Job: Copy each of the rows below word for word, keeping every coordinate. Leave the picture out of your copy.

Exercise data:
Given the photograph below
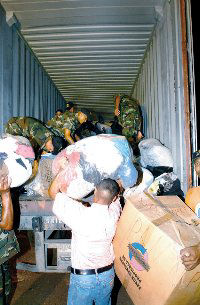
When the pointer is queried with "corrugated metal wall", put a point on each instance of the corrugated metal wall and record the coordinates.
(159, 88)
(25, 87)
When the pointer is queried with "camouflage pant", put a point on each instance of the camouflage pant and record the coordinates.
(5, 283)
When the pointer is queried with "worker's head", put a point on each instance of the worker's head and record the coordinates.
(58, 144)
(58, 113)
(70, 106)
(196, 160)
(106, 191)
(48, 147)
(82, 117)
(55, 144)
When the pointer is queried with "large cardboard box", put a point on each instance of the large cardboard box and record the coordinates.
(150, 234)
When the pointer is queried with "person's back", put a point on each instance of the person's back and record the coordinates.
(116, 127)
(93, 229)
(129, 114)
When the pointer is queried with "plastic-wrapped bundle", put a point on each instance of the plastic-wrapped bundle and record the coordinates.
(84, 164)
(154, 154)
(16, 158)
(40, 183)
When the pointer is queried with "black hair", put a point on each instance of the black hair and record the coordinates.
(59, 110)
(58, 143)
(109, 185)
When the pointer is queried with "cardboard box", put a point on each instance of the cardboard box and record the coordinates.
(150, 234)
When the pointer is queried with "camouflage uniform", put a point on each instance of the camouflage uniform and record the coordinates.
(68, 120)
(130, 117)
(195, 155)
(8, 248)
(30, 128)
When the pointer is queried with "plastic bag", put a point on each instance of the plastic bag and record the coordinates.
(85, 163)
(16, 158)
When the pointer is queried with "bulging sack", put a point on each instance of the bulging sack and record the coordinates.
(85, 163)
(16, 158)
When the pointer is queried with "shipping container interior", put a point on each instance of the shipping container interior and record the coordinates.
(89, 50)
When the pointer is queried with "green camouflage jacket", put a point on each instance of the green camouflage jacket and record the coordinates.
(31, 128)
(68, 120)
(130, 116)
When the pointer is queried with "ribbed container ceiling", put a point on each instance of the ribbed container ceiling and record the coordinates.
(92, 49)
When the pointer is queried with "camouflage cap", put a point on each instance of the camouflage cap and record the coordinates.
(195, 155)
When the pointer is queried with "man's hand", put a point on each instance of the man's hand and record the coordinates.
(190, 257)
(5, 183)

Exercise response:
Given the photograph below
When the pointer is queried with "corrugated metal wall", put a point on each instance of the corrugated metal wall and record the coordinates.
(159, 88)
(25, 87)
When the pointer is queried with "camouflage pant", put a point on each instance of the camouflage pant and record the coordinates.
(5, 283)
When the pointer is queried with "worker's head", put a point on each instance of the worker's head and record the coordinates.
(58, 144)
(58, 113)
(70, 106)
(196, 160)
(106, 191)
(48, 147)
(82, 117)
(55, 144)
When the pointer is queried with "large cardboard box", put a point on each instance of the large cardboard box and record the coordinates.
(150, 234)
When the pointer is queried with "person's back", put a point on each instance of the person's back and record the coordinates.
(116, 127)
(93, 229)
(129, 114)
When the pointer is queried with "plastic-wrapped bundle", put a point on each instance of the plastic-wrapped bundle and record the coordinates.
(84, 164)
(154, 154)
(16, 158)
(40, 183)
When the pointer is queried with "black hair", put a point on each instance of the black hair and record the coordinates.
(59, 110)
(58, 143)
(109, 185)
When the pointer is queried with "cardboard box", put a point on each instance of the cardboard box and record the coordinates.
(150, 234)
When the pointer is queried with "camouflage uniform", put a point on each instance of the camouflage uniform and record the coordinates.
(68, 120)
(130, 117)
(195, 155)
(8, 248)
(30, 128)
When the pointer is queried with "plastic bag", put a point on each instance of the plastic bag and record the coordinates.
(85, 163)
(16, 158)
When the pointer is queried with "bulging sack", put a point on each instance of the bulging sack and record the coordinates.
(85, 163)
(16, 158)
When the pointer is queried with "shipping container interior", put a point on each instance of the shipping container interior and record the coordinates.
(89, 50)
When the pointer is queried with "green camouflage jacket", put a point on each instance of the green camouflage jacket and record the coordinates.
(31, 128)
(68, 120)
(130, 116)
When the pointer is queried with "ribbed container ceiling", put a point on each instance of the ribbed container ceiling and record the coordinates.
(92, 49)
When the pointer is queried with "camouflage cap", put a point on each instance of the camouflage cap and record the coordinates.
(195, 155)
When the pointer is queried with "man's hand", put a point on each instance of the man's hand and record the coordinates.
(190, 257)
(5, 183)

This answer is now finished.